-- TASK OBJECTIVE --
Render the lines below as a JSON list of strings, one string per line, omitting any blank lines. Leave the pictures out of the list.

-- DATA SUPPLIED --

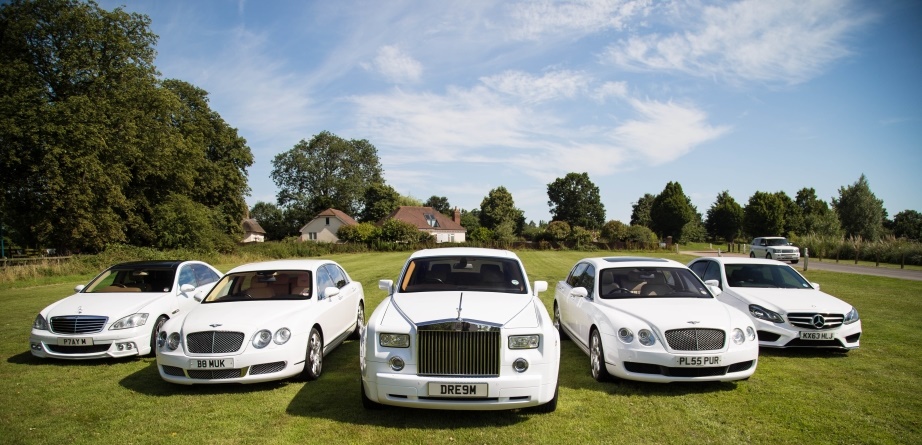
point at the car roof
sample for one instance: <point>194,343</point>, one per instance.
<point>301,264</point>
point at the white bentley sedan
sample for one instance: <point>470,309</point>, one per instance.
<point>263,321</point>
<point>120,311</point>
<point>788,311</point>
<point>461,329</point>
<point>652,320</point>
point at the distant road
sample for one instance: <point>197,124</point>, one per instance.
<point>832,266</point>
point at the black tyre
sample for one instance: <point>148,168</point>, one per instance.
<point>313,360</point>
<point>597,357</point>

-- EXERCISE ANSWER --
[
  "point at the car roof",
  "sample for one instance: <point>194,343</point>, one per instance.",
  "<point>301,264</point>",
  "point at the white bentley sedan",
  "sample for one instance: <point>470,309</point>, one per instance.",
  "<point>263,321</point>",
  "<point>120,311</point>",
  "<point>788,311</point>",
  "<point>461,329</point>",
  "<point>652,320</point>",
  "point at the distant road",
  "sample for one instance: <point>197,124</point>, one per instance.",
  "<point>832,266</point>",
  "point at the black tyre",
  "sample for one instance: <point>148,168</point>, one per instance.",
  "<point>313,360</point>",
  "<point>597,357</point>"
]